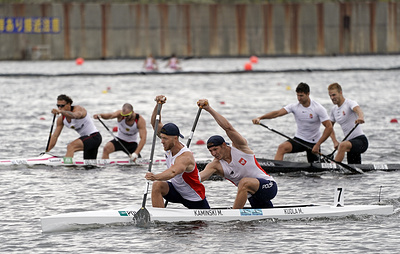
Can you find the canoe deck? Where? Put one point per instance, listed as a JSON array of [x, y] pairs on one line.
[[77, 220]]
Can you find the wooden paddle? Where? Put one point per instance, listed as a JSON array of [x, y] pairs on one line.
[[331, 154], [112, 134], [190, 137], [51, 130], [354, 170], [142, 217]]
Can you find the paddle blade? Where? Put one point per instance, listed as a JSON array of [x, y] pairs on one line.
[[142, 217]]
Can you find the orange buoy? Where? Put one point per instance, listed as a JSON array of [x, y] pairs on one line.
[[200, 142], [254, 59], [248, 66], [79, 61]]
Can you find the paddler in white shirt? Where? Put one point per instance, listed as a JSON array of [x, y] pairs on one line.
[[238, 164], [76, 118], [131, 128], [180, 182], [309, 116], [347, 113]]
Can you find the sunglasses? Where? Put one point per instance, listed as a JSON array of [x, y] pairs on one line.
[[125, 115]]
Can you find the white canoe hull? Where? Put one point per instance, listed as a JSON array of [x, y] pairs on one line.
[[77, 220], [51, 160]]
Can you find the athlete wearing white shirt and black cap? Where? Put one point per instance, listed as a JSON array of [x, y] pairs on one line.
[[347, 113], [180, 182], [76, 118], [131, 132], [238, 164], [309, 116]]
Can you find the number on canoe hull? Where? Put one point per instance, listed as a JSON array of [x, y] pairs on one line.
[[339, 197]]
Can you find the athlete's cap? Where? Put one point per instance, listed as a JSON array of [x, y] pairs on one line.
[[171, 129], [215, 140]]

━━━━━━━━

Reproduce all of the items above verbatim, omitting the pictures.

Can you find the canoe deck? Where? Put one point per instance, listed as a JSON array of [x, y] pairs on one line.
[[77, 220]]
Can you find the wooden paddle? Where? Put one point per instance, listed as a JSON array of [x, y] pairs on one line.
[[331, 154], [112, 134], [190, 137], [51, 130], [354, 170], [142, 217]]
Can you find the paddle blade? Where? Put one point per instance, listed as a JSON array of [x, y] pairs on one line.
[[142, 217]]
Can you find the orange buoy? Where? Put one point per instance, listed as a JSON array of [x, y] pairs on one line.
[[200, 142], [254, 59], [248, 66], [79, 61]]
Can you find the paddler in white shirt? Where? Put one point per instance, listed as a JSON array of [x, y] pairs on one line.
[[238, 164], [76, 118], [131, 128], [180, 182], [309, 116], [347, 113]]
Can you find the sunglasses? Where? Put one point per instance, listed as a JSON array of [x, y] pairs on one line.
[[125, 115]]
Can you find the white canoe hull? Where? Put one point per instance, listed as a JSON array of [x, y] pairs on one line.
[[77, 220], [51, 160]]
Can you find the athlete wearing white shirt and black cap? Where? Put one point per instance, listed as a JSON array of [x, y] pairs on one line.
[[347, 113], [180, 182], [76, 118], [131, 132], [238, 164], [309, 116]]
Can you find the number on canoe hull? Where? Put one point per instance, listed as a JSON array of [x, y] pairs on one line.
[[339, 197]]
Can you find the athlete's cap? Where? Put one point per instance, listed as a JSON array of [x, y] pairs on one line.
[[171, 129], [215, 140]]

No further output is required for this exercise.